§ **Exercise aim**:
A faithful copy of all the data below, please; leave no line out.

§ **Input for this task**:

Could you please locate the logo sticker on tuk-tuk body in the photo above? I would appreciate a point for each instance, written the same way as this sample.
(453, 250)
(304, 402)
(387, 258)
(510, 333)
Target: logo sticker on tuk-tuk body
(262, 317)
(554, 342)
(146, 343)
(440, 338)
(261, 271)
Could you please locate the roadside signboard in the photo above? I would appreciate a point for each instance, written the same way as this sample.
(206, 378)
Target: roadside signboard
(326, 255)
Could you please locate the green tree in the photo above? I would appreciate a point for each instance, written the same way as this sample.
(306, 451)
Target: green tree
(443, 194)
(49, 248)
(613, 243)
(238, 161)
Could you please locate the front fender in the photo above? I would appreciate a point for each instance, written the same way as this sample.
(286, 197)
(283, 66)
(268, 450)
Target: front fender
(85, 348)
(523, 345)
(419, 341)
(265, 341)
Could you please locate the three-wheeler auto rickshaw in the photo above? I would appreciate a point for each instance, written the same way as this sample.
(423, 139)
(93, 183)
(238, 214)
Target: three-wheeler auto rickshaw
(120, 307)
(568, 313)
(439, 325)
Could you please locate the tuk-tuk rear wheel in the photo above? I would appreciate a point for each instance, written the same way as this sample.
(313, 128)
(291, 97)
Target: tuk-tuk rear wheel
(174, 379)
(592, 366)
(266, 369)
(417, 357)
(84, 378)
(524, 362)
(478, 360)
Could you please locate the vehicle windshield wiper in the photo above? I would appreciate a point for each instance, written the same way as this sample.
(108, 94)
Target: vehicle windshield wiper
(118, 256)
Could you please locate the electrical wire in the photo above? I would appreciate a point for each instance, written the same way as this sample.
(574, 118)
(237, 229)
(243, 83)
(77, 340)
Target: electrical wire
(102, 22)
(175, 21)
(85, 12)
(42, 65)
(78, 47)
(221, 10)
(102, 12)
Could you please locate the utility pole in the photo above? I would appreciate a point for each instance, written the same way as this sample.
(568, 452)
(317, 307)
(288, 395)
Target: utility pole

§ **The completed task**:
Could you please locate the logo sticker on tuk-tuk body in the photo above? I would appreciate a point for each instance, written the same way as this sample.
(453, 250)
(304, 402)
(387, 258)
(510, 333)
Target: logo sticker on tuk-tuk body
(262, 317)
(554, 342)
(146, 343)
(440, 338)
(261, 271)
Could you please locate the roadside signboard in the photo above? I would appreciate a point for each instance, written the same way as this sample.
(206, 378)
Target: roadside signboard
(326, 255)
Could you please locate the green tree in the photo above? I would appreciate a point for each instance, written the same way as this sample.
(306, 451)
Target: green tree
(443, 194)
(49, 248)
(613, 243)
(238, 161)
Could you please locate the front fender in the photo above? I would appreciate a point for each instance, written the same way as this sample.
(286, 197)
(283, 66)
(268, 450)
Target: front fender
(85, 348)
(523, 345)
(419, 341)
(265, 341)
Could you please locate the three-wheeler auto rickshaw in the photo above? I would appreciate a point for each instance, written the same way as this sample.
(423, 139)
(93, 183)
(238, 214)
Target: three-wheeler auto rickshaw
(120, 307)
(568, 313)
(439, 325)
Could you please locate the tuk-tuk rear wheel in the photo above? I would appreciate a point for each instance, written the same way as this sample.
(313, 128)
(291, 97)
Target: tuk-tuk rear wheel
(174, 379)
(592, 366)
(266, 369)
(417, 357)
(84, 378)
(524, 362)
(478, 360)
Could you please locate the vehicle windshield wiper in the photo above? I would appreciate a point for each instance, written the same way as this sample.
(108, 94)
Target: vehicle windshield wiper
(118, 256)
Could you please locate the electrical wire in the photo above? I would appreciate a point for each instance, written the same way as this sample.
(574, 118)
(237, 229)
(243, 83)
(77, 340)
Target: electrical wire
(102, 22)
(175, 21)
(85, 12)
(42, 65)
(78, 47)
(221, 10)
(102, 12)
Could you please locate the utility pole in the photo above? I would appreciate a point for each instance, written the same way as this sample.
(568, 452)
(317, 307)
(288, 395)
Target: utility pole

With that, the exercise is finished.